> _Exercise objective_
Only the lines from the one containing "Target: small red block on pillar" through the end of the data below should be copied, each exactly as written and with both ends kept.

## Start

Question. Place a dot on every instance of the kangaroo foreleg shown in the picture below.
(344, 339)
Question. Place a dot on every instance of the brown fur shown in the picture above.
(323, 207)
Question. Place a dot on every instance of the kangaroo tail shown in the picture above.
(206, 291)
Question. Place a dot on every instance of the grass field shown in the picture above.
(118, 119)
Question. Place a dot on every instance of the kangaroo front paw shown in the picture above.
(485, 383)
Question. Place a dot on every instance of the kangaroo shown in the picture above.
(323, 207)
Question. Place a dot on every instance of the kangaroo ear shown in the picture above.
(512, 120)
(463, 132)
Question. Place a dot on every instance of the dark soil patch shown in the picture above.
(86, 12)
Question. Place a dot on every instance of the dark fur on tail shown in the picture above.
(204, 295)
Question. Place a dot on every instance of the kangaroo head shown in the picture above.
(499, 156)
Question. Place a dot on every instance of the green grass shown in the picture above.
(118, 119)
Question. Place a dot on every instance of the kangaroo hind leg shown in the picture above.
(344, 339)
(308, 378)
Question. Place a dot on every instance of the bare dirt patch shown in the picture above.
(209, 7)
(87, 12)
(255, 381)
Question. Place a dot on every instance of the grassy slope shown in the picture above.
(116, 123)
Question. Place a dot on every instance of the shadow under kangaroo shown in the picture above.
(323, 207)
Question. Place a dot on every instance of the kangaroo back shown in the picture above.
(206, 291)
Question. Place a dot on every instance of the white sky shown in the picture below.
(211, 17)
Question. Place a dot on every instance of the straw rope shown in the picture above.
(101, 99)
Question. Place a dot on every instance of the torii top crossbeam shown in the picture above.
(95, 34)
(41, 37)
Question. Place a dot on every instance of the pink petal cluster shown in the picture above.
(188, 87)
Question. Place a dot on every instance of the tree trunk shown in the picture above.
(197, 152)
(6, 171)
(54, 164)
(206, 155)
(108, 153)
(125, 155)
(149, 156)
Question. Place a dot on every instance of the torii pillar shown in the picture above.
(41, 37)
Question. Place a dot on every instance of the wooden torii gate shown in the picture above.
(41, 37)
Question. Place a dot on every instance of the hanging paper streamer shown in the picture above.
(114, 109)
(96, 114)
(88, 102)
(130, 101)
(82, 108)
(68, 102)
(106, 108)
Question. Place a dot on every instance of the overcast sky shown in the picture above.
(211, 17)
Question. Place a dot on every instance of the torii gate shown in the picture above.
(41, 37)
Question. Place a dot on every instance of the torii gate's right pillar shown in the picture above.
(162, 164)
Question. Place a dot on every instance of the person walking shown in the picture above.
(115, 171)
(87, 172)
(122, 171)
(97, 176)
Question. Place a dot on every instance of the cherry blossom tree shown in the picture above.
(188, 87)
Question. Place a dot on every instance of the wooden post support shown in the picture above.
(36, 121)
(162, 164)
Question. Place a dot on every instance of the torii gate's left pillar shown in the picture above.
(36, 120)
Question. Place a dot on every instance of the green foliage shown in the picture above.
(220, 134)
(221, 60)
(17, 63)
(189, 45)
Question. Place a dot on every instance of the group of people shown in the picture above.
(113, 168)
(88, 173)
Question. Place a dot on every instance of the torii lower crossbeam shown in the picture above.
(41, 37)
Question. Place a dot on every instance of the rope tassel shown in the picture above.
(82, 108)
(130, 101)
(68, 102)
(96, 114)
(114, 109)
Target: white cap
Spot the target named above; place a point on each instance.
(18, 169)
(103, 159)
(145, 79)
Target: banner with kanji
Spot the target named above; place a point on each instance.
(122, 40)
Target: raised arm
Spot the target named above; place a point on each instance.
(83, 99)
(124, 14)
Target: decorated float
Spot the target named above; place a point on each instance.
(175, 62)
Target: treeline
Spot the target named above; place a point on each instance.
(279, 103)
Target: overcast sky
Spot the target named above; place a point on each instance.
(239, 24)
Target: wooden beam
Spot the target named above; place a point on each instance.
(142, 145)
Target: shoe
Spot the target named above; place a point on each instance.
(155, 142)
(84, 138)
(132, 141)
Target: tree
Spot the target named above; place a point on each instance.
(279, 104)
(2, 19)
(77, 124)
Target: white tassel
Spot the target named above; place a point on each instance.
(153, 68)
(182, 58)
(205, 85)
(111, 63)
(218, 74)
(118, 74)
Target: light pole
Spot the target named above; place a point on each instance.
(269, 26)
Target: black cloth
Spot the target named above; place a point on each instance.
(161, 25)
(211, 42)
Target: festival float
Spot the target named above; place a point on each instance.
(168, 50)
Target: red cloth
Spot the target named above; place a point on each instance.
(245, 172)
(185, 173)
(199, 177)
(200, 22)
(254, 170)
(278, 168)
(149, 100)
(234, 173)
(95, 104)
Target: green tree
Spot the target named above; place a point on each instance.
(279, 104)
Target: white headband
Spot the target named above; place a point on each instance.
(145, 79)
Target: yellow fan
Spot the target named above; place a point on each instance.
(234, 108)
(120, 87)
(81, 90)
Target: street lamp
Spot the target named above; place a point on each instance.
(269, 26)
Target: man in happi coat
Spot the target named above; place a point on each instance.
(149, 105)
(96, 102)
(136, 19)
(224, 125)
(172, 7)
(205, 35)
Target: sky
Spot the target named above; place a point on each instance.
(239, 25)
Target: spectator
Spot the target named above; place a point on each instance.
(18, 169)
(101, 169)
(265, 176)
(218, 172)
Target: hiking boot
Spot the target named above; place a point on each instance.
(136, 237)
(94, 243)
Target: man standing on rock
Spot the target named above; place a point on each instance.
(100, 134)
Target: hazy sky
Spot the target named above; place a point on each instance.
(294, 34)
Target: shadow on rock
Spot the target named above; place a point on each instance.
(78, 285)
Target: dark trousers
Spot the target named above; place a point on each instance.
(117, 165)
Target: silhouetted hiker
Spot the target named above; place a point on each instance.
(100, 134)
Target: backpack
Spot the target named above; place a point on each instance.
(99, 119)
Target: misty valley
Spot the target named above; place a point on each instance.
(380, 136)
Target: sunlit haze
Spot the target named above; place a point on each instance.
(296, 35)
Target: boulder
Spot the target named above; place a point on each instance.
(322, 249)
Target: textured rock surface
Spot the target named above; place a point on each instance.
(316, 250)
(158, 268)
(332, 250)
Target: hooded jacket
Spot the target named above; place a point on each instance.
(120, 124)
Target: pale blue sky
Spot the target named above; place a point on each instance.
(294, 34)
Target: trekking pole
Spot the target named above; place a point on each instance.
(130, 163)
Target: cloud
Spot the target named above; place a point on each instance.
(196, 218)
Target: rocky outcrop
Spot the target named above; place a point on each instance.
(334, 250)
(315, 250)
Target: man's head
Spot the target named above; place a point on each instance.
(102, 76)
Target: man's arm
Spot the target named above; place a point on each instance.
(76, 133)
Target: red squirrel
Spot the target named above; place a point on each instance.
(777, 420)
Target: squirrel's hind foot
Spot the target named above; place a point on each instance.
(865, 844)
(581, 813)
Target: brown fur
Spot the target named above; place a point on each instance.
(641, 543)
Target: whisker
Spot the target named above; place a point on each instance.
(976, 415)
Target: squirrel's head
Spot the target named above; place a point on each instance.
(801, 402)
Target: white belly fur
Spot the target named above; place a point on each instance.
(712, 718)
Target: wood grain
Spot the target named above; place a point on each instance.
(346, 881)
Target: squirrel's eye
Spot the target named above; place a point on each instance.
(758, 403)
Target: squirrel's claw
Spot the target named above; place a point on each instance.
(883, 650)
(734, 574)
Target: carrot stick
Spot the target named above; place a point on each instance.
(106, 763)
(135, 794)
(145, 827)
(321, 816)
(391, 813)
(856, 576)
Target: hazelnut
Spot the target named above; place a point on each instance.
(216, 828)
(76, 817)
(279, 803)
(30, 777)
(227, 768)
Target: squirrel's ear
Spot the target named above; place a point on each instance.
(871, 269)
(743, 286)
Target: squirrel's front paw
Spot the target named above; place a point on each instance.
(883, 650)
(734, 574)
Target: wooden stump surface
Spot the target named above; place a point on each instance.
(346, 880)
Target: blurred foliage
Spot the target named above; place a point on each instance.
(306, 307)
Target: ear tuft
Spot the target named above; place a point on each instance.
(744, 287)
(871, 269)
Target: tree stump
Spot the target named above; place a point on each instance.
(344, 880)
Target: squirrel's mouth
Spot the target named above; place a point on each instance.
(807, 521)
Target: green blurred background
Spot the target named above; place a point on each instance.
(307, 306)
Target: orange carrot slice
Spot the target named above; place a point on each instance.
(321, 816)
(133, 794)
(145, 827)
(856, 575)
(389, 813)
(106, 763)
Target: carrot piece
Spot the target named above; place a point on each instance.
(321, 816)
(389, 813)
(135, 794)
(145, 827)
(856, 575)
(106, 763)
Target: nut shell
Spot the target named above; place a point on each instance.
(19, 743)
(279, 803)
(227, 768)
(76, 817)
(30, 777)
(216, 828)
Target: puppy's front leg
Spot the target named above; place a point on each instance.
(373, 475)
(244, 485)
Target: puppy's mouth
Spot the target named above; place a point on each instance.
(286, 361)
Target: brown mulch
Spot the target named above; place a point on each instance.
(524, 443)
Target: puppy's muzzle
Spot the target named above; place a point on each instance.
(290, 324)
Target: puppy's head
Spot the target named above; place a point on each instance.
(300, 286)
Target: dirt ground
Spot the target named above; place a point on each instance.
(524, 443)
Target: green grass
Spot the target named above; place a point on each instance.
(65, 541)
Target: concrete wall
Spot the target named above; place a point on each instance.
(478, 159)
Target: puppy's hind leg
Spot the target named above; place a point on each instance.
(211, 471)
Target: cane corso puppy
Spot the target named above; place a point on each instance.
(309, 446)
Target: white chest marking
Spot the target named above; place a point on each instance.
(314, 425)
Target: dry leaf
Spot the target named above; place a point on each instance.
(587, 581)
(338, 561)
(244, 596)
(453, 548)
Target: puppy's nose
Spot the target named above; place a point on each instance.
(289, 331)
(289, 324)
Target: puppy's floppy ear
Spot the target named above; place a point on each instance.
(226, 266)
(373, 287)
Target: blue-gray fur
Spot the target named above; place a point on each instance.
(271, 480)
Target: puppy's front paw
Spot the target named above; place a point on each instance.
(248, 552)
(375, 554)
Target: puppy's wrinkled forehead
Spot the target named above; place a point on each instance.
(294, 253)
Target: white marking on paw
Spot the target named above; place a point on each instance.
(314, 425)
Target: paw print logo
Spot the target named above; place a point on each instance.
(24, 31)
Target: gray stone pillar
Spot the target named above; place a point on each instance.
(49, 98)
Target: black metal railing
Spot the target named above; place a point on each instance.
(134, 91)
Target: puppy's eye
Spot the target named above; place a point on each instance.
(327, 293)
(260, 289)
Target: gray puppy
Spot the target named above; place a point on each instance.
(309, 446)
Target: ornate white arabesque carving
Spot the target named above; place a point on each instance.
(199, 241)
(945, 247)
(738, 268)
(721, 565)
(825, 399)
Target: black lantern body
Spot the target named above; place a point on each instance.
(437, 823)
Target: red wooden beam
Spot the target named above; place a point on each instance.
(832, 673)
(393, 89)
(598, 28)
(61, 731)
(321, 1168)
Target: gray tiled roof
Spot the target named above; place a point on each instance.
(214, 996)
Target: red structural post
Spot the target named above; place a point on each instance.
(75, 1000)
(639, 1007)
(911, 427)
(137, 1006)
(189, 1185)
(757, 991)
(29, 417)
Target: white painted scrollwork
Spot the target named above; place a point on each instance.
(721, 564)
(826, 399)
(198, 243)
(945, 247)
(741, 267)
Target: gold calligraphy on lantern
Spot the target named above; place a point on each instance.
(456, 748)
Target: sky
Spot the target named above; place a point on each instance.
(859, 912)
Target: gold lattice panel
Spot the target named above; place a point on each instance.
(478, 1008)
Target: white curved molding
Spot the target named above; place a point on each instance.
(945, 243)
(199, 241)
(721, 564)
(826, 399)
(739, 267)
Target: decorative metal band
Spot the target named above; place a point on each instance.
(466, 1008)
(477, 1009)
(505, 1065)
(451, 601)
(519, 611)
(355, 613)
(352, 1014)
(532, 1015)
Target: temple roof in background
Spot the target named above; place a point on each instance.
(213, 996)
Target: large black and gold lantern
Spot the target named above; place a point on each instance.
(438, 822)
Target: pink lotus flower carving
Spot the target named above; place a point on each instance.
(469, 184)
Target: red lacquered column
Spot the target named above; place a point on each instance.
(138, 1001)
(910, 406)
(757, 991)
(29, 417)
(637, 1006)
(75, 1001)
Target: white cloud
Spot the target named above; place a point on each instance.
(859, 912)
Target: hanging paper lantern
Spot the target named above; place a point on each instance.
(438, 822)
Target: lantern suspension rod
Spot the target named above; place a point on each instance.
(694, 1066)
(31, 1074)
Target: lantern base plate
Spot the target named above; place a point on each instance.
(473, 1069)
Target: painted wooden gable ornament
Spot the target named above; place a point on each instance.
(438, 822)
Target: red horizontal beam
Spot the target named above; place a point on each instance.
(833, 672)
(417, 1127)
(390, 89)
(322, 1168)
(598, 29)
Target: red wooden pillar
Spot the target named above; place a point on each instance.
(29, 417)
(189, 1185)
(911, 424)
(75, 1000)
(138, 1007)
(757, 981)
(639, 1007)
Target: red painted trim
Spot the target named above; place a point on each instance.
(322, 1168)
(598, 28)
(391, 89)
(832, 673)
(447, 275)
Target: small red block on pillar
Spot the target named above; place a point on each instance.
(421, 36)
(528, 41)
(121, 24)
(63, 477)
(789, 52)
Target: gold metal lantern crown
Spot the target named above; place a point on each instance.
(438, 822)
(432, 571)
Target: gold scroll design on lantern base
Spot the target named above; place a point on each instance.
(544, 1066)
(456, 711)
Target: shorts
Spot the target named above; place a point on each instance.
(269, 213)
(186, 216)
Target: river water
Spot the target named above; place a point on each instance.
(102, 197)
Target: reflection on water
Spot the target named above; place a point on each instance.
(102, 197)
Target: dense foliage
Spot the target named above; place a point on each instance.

## End

> _Completed task_
Target: small red block on pillar
Spot the target named above; place a point on each instance.
(421, 36)
(528, 41)
(121, 24)
(63, 477)
(789, 52)
Target: gold metal lantern crown
Spot the target named above; place a point on each instance.
(438, 822)
(432, 571)
Target: gold scroll design on lantern base
Spot the target named above; place a point on each instance.
(544, 1066)
(456, 711)
Target: shorts
Spot the target named above; place a point on each instance.
(269, 213)
(186, 216)
Target: river water
Spot the target named above; place a point on each instance.
(102, 197)
Target: reflection on water
Spot the target named above; place a point on each instance.
(102, 197)
Target: dense foliage
Spot the target named above; place a point on each instance.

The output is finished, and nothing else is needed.